SOURCE:
※

Jun 282012
 

For the first time in perhaps months, the Roberto Luongo trade speculation took a back seat in Vancouver, giving way to the Justin Schultz sweepstakes.

Those who don’t know Schultz already need simply to take a look at some of his college highlights to get a glimpse of what the silky blueliner can offer an NHL club.

Schultz, drafted by Anaheim in 2008 as a second round pick, refused to sign a pro contract with the Ducks within three years of his draft, allowing him to become a free agent. For the Canucks, Schultz could become the most highly anticipated defense prospect they’ve had since Alex Edler, perhaps even beyond that.

Sure, you can question the way that Schultz became a free agent, but to be fair, this isn’t the first time in recent memory a promising young prospect has turned down a contract with the team that drafted him. Blake Wheeler was drafted by the Phoenix Coyotes in 2004 (fifth overall!) and didn’t sign a contract, allowing the highly touted winger to sign with the Boston Bruins. Now, Wheeler plies his trade with the Winnipeg Jets, is a fan favourite, and no one questions his heart or commitment to the game.

Then there are those who condemn Schultz for making this saga “about him”, saying that he’s stealing the spotlight from trade discussions around the league or CBA negotiations. But can you blame the 21-year-old for wanting to take his time? The first few years for a budding NHL player can be so crucial for his development; careers have been ruined because the situation and the fit with an NHL club wasn’t right for the player (see Kyle Okposo). Few should bestow blame on Schultz for wanting to make sure he makes the right decision. It’s an important one; take your time, kid. And it’s not like Schultz is going to hold one of these when he signs a contract… I think.

※

EXERCISE MATERIAL:

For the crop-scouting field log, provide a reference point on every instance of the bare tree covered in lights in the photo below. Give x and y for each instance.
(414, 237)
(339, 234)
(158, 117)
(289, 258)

※

PROBLEMS TO SOLVE:
**A.** Retype the stretch of the Justin Schultz post from "For the first" through "Justin Schultz sweepstakes.", word for word.
**B.** Repeat all of the entries, including the instruction and each x and y pair, character for character.

THE RESPONSES:
**A.**
For the first time in perhaps months, the Roberto Luongo trade speculation took a back seat in Vancouver, giving way to the Justin Schultz sweepstakes.

**B.**
For the crop-scouting field log, provide a reference point on every instance of the bare tree covered in lights in the photo below. Give x and y for each instance.
(414, 237)
(339, 234)
(158, 117)
(289, 258)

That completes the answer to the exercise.